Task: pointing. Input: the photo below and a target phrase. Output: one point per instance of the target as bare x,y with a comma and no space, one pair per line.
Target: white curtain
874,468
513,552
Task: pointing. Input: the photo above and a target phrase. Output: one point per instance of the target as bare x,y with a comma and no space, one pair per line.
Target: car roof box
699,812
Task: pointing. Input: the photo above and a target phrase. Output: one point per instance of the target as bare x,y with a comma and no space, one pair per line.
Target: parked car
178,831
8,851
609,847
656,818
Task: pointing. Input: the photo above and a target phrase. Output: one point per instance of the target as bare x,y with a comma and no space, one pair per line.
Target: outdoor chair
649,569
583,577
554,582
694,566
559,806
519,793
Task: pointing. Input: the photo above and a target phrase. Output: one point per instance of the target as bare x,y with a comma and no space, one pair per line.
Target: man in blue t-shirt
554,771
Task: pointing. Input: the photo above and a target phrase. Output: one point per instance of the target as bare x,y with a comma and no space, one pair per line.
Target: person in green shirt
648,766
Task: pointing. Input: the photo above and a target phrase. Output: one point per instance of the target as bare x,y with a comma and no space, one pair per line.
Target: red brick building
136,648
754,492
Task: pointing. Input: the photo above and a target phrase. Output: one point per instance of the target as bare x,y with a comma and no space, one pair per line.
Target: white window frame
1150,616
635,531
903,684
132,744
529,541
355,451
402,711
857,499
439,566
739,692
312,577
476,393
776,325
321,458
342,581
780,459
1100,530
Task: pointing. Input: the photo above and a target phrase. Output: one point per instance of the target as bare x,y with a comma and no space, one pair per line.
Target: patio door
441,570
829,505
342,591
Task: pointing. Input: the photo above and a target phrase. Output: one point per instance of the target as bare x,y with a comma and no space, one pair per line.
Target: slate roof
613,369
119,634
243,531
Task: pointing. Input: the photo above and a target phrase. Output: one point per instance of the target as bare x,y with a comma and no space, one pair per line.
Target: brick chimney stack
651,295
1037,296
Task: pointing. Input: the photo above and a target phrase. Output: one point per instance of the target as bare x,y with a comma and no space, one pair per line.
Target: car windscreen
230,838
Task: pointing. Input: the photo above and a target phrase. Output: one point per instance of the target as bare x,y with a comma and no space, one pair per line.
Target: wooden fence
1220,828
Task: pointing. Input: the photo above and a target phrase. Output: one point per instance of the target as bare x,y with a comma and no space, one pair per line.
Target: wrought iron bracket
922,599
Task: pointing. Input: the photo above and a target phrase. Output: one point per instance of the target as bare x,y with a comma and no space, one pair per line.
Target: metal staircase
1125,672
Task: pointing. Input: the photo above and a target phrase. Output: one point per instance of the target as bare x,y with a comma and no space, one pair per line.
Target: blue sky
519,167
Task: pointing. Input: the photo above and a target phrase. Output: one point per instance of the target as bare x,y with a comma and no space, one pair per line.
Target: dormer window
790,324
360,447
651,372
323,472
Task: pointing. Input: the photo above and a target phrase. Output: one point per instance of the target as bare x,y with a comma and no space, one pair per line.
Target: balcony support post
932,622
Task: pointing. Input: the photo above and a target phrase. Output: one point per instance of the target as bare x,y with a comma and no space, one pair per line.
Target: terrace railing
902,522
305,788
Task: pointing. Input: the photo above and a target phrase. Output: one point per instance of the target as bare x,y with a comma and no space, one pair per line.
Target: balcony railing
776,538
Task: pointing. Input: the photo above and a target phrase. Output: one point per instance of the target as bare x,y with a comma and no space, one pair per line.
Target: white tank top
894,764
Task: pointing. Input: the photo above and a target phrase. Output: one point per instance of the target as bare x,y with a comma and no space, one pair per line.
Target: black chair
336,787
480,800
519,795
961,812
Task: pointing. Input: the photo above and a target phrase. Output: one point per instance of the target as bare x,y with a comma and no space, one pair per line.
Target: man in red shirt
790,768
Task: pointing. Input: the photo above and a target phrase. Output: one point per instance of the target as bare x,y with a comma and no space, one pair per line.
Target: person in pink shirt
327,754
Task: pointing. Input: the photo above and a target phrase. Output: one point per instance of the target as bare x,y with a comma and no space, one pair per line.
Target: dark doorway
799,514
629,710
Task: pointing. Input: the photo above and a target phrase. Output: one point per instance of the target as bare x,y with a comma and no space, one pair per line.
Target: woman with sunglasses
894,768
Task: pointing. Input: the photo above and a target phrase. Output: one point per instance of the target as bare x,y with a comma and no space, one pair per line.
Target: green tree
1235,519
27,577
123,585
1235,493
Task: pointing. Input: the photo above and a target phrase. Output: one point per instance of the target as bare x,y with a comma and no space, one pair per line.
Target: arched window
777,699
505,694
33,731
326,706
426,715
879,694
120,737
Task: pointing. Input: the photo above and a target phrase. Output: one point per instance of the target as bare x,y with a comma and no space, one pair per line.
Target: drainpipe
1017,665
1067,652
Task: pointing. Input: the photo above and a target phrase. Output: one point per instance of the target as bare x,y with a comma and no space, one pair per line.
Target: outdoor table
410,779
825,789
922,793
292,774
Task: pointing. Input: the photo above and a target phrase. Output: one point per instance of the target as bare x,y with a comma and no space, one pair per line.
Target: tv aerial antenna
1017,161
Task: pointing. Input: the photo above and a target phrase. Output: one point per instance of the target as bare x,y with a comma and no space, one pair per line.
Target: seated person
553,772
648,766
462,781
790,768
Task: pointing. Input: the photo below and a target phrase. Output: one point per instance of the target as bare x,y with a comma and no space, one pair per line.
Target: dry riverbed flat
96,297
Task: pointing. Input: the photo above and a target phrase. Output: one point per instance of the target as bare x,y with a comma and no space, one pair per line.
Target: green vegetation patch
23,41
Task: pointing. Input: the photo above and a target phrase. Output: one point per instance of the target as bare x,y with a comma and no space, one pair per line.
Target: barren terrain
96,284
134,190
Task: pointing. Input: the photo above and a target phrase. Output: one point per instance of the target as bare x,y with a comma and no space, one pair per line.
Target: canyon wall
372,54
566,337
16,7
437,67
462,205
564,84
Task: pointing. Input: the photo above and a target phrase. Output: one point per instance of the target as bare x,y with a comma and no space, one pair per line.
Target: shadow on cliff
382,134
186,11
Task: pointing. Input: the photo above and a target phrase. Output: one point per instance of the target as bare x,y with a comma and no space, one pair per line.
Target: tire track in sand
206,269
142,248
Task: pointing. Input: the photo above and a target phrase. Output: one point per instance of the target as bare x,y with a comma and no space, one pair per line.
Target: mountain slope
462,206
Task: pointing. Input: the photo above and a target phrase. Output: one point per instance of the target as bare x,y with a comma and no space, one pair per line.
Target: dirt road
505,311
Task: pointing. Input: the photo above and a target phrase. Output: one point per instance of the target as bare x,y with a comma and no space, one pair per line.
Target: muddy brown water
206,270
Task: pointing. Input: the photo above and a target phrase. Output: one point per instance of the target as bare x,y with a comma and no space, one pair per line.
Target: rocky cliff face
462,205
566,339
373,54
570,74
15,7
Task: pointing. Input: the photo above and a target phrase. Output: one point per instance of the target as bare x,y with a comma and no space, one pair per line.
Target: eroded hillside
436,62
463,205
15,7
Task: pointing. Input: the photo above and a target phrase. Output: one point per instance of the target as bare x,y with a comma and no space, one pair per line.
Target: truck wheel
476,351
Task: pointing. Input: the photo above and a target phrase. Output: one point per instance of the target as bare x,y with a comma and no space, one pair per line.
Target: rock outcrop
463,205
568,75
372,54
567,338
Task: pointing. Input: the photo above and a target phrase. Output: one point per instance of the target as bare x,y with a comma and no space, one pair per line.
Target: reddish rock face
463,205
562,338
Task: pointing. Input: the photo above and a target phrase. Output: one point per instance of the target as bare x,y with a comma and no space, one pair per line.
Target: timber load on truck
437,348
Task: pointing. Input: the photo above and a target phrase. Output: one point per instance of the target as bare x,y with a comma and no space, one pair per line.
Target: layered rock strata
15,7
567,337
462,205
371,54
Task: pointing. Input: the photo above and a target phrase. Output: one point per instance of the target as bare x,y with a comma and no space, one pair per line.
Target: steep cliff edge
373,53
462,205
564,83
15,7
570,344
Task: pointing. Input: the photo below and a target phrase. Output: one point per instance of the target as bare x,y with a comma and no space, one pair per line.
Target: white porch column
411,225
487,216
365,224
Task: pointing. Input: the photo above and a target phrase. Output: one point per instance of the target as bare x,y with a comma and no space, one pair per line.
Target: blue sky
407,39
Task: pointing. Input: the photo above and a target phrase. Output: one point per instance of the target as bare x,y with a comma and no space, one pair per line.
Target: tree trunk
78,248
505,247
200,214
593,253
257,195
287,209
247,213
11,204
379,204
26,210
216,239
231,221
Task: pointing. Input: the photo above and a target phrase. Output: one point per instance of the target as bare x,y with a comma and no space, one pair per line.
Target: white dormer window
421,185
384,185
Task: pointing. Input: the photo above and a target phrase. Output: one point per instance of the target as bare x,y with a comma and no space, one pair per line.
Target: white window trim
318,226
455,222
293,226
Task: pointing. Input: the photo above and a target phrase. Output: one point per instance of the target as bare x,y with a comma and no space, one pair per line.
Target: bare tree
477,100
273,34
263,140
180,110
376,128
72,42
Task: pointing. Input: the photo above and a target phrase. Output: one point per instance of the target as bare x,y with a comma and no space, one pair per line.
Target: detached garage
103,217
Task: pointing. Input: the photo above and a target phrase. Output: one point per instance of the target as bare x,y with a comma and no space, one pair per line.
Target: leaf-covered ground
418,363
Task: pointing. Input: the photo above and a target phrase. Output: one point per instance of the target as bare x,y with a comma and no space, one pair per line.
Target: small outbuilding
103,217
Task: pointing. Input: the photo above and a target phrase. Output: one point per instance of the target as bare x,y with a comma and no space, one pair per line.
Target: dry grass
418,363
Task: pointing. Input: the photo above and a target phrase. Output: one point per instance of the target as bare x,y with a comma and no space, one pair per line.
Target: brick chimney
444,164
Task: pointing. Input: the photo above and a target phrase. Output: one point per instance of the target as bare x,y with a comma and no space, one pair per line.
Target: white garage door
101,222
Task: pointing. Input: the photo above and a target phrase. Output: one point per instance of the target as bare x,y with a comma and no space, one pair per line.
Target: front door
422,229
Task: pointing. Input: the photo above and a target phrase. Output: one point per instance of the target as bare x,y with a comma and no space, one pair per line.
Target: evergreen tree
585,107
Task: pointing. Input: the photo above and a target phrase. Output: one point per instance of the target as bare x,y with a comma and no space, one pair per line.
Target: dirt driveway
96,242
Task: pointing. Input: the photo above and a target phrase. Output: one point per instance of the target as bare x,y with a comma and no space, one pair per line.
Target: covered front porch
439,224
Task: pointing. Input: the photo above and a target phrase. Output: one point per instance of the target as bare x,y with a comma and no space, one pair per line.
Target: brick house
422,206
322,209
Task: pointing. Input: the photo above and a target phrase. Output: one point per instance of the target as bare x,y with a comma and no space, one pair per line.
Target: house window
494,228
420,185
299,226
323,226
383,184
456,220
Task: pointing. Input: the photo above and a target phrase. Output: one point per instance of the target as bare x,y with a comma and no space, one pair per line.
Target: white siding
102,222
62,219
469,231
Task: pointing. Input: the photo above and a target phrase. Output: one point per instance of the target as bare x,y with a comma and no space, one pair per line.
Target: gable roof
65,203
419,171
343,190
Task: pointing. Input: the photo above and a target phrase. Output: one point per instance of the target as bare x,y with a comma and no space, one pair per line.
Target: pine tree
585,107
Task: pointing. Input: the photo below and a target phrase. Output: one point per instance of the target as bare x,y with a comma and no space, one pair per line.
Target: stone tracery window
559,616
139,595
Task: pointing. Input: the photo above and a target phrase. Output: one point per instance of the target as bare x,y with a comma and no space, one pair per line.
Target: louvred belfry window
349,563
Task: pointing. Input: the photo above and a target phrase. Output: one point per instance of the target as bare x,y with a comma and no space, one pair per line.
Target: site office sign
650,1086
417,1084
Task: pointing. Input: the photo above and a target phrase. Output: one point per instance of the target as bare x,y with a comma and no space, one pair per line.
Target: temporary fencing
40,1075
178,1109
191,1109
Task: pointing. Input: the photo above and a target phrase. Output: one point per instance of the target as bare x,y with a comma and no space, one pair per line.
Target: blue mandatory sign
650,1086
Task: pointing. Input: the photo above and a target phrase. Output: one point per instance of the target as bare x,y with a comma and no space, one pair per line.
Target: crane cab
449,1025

**YOUR TASK:** Locate every line in the items above that contains the string "tree", and reproduce each of those lines in full.

**RESULT OF THIS TASK:**
Target: green tree
Target: tree trunk
Target: bare tree
Target: evergreen tree
Target: pine tree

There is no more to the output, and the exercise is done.